:: Data supplied ::

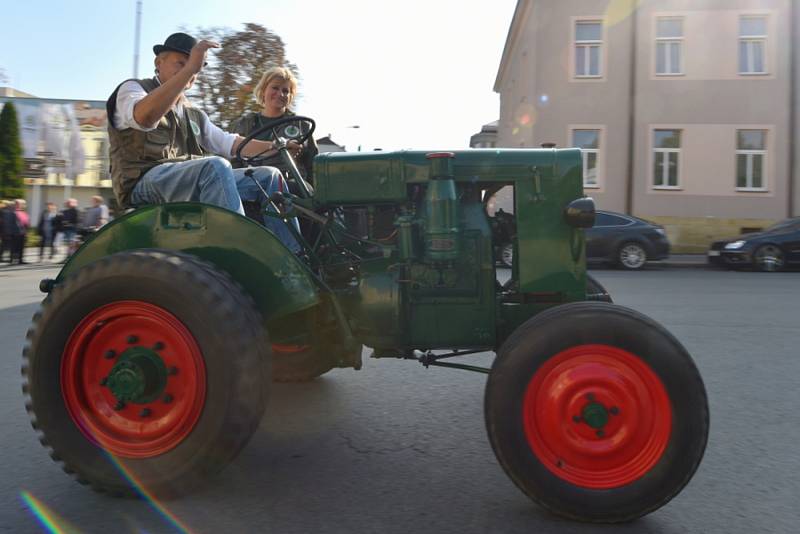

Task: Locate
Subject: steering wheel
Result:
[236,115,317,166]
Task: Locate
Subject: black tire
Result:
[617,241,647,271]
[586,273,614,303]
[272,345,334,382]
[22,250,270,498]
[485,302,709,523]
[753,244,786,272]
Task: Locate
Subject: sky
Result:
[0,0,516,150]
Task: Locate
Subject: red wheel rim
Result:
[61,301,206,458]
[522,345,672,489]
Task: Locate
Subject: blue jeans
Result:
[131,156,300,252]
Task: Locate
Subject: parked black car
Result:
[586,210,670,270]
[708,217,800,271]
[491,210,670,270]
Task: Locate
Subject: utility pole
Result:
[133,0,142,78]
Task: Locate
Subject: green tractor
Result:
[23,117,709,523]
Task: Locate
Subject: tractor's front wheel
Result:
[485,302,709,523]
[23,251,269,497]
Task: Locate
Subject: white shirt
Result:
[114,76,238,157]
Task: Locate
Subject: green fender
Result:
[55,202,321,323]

:::

Rewrite every line of the rows above, including each Task, Subject and Result line, and shift every bounding-box coordinate by -147. Leave the pictures out of your answer.

Task: Locate
Subject: steering wheel
Result:
[89,-32,170,19]
Task: Locate
Subject: black tire
Result:
[470,94,500,124]
[439,126,467,156]
[125,198,187,235]
[-125,103,123,351]
[338,155,562,376]
[606,97,639,125]
Task: Locate
Subject: sky
Result:
[-147,-147,369,3]
Task: Locate
Subject: red wheel rim
Result:
[-86,154,59,311]
[375,198,525,342]
Task: Locate
Subject: blue jeans
Result:
[-16,9,153,105]
Task: Locate
Subject: parked black car
Result:
[439,63,523,123]
[561,70,653,124]
[344,63,523,123]
Task: Locate
Subject: utility pole
Result:
[-14,-147,-5,-69]
Task: Locate
Subject: green tractor
Result:
[-124,-30,562,376]
Task: Locate
Subject: tractor's front wheel
Result:
[338,155,562,376]
[-124,104,122,350]
Task: Locate
Subject: white shirt
Result:
[-33,-71,91,10]
Task: Locate
Subject: green fender
Result:
[-92,55,174,176]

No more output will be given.